■ **TASK DATA**
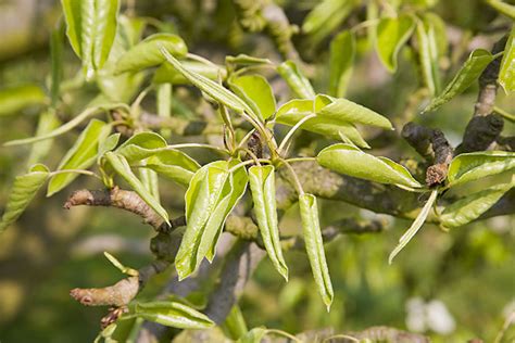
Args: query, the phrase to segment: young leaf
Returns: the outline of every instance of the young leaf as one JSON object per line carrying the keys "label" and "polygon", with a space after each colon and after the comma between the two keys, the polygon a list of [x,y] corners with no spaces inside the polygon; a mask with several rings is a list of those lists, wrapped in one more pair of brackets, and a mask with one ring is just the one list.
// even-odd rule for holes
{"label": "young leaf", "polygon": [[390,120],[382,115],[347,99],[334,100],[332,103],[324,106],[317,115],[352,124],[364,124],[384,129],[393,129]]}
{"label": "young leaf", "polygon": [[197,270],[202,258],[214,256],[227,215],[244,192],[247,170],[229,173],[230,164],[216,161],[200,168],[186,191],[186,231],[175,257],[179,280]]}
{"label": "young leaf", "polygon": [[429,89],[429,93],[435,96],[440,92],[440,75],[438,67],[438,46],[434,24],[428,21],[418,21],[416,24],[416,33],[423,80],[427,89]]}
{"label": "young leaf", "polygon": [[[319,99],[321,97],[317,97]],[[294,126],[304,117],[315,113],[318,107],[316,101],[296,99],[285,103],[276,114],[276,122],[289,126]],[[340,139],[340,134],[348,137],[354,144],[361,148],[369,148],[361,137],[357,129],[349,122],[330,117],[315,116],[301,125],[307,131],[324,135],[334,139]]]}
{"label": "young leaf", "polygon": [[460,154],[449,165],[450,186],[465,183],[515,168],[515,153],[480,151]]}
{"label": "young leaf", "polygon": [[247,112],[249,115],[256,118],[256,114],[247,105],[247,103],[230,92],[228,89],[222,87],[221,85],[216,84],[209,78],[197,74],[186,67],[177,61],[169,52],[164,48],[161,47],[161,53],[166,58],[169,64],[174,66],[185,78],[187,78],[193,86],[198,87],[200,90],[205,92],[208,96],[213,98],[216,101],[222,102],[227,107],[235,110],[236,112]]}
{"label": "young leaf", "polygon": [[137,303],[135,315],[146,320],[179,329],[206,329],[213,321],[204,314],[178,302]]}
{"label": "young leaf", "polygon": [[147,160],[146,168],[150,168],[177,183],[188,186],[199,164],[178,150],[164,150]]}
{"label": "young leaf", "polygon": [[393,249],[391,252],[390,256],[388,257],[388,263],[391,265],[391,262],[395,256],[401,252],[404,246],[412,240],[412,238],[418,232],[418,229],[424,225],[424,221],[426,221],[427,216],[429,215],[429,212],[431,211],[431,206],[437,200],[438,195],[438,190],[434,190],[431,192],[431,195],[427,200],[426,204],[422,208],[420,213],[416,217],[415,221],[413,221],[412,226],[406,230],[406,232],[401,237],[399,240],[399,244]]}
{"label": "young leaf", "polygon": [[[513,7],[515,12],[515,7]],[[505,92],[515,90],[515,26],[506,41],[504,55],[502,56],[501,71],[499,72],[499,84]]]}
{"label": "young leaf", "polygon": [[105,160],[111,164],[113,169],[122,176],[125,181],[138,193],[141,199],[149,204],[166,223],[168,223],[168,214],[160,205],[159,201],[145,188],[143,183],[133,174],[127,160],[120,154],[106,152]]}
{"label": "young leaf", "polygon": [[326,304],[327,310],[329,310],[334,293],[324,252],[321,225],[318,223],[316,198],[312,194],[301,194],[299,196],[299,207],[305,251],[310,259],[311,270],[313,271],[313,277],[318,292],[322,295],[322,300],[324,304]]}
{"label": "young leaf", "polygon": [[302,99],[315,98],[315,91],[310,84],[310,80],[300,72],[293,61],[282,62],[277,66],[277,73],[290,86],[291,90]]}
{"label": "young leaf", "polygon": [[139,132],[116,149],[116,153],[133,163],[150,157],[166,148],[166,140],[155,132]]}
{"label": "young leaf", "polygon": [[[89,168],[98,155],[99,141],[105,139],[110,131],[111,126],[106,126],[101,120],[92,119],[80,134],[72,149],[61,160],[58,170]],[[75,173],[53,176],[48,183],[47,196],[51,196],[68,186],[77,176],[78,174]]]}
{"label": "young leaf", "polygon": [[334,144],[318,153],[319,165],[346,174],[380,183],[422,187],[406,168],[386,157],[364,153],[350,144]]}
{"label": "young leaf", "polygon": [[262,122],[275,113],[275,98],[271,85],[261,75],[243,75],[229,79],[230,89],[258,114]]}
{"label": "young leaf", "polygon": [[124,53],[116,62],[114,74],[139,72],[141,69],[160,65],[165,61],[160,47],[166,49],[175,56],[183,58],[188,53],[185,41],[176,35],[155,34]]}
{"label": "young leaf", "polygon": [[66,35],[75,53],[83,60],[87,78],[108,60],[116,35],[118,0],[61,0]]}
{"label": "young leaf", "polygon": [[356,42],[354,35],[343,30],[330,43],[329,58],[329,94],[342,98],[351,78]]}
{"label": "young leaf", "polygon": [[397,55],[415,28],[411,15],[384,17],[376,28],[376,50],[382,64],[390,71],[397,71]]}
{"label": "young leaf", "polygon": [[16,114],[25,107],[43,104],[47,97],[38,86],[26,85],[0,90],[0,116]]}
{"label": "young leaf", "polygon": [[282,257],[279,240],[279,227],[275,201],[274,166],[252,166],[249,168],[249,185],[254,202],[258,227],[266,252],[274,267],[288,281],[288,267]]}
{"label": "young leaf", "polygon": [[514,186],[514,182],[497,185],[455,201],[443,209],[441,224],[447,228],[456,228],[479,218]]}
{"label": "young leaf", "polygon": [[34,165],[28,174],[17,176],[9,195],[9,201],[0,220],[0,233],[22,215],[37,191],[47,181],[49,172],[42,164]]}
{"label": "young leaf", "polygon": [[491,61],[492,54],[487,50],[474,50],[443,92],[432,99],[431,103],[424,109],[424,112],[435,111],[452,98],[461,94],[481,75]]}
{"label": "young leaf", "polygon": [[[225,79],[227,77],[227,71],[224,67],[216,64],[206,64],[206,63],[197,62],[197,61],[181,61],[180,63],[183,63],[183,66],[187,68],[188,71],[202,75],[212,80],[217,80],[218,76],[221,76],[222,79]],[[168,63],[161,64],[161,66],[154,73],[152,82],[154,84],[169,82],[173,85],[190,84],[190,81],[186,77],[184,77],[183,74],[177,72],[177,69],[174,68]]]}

* * *

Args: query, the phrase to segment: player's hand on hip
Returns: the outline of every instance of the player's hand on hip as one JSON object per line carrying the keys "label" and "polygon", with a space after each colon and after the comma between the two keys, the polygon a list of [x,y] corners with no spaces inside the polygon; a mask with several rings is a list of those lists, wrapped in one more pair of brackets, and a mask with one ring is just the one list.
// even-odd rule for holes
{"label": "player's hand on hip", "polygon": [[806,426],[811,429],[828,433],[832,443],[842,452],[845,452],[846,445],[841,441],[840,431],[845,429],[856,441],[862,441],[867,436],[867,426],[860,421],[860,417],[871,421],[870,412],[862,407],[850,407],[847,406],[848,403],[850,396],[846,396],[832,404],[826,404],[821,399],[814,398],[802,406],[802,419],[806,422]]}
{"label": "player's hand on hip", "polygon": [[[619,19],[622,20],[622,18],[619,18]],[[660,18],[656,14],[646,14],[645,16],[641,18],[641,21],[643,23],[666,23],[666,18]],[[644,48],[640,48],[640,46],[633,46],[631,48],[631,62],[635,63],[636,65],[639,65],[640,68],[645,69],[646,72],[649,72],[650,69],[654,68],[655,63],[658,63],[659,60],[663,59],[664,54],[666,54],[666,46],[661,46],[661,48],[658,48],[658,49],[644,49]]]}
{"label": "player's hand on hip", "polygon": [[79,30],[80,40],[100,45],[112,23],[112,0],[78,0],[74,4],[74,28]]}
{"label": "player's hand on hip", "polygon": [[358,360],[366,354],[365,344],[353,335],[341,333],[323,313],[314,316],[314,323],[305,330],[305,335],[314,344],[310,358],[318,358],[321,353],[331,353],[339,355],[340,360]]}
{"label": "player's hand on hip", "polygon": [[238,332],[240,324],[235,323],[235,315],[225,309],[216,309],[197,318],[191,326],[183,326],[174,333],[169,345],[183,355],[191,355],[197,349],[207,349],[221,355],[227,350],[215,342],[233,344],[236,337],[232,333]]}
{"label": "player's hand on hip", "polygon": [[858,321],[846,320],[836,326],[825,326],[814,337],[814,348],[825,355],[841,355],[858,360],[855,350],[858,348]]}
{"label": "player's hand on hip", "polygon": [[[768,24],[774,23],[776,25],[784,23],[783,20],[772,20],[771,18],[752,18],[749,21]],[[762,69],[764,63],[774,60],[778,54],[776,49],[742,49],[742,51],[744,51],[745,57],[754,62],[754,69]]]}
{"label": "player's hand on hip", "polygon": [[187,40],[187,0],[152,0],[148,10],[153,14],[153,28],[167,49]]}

■ **DIRECTIONS FOR THIS TASK**
Collect every line of the items above that contains the string "Args", copying each such line in full.

■ **EXERCISE SOLUTION**
Args: query, the phrase to segment: young leaf
Args: query, the phrase to segment: player's hand on hip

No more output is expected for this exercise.